* _AUFGABE IM DETAIL_
Übersetze den folgenden Satz aus dem Auszug ins Englische: „Gott nehme das Kindlein in Seinen gnädigen Schutz und lasse es glücklich wachsen und gedeihen!“

* _AUSGEWÄHLTER AUSZUG_
((
Als ich gestern Abend etwas spät von einem langdauernden Diner bei meinem früheren Vorsitzenden im Gemeinderath, Herrn Fähndrich nach Hause kam, begrüßte mich Friederike mit der frohen Nachricht von dem Heil und Segen, welches Deinem Hause widerfahren ist. Gott sei gelobt und gedankt, daß Susette die schwere Stunde so glücklich überstanden hat2, und daß, wie wir durch Deinen zweiten Brief3 heute Morgen erfahren haben, auch die drei ersten Tage so befriedigend verlaufen sind. Möge es so mit Gottes Hülfe weiter gehen! Wir haben in allen disen Tagen recht viel an Euch gedacht und waren in gespannter Erwartung der kommenden Nachrichten. Es ist immer eine große Sorge, die sich an ein solches Ereigniß knüpft und eine schwere Anfechtung, welcher ein theures Leben dabei unterworfen wird. Das ist mir besonders auch bei Friederikens letztem Wochenbett4 recht fühlbar geworden und ich werde um so froher und dankbarer sein, wenn erst die schlimmsten Tage bei Euch überwunden sein werden. Ermahne die Frau nur ja recht zur Stille, Ruhe und Vorsicht; es ist um so noth- wendiger, je leichter der Anfang war und je frischer sich die Kräfte zeigen. Lasse sie die erste Zeit ruhig im Bette und hernach im geschlossenen Raume aushalten, damit sie sich nicht eine Erkältung zuzieht, namentlich bei dieser Kälte.
Allerdings hatten auch wir unsere Erwartungen auf ein Knäblein, auf einen kleinen Hegel gerichtet und ich wünsche keineswegs, daß die Last und Verantwortung der Ehre unsres Namens allein auf meinem Willi ruhen möchte. Doch theile ich darin ganz Dein Gefühl, daß wir stets mit Dank und Freude empfangen müssen den Segen, den uns eine höhere Hand darbietet, und daß wir dem neugeborenen Kind die volle Liebe schuldig sind, wenn wir es auch vorher anders gewünscht und erwartet hatten. Gott nehme das Kindlein in Seinen gnädigen Schutz und lasse es glücklich wachsen und gedeihen!
))
* _MATERIAL_
((
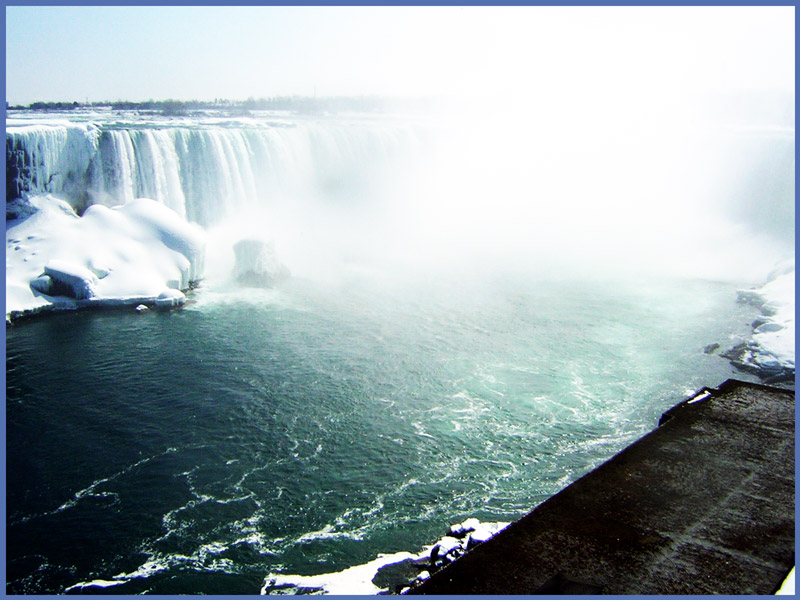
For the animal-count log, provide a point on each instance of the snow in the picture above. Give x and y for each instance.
))
* _ERWARTETE ANTWORT_
May God take the little child into His gracious protection and let it grow and thrive happily!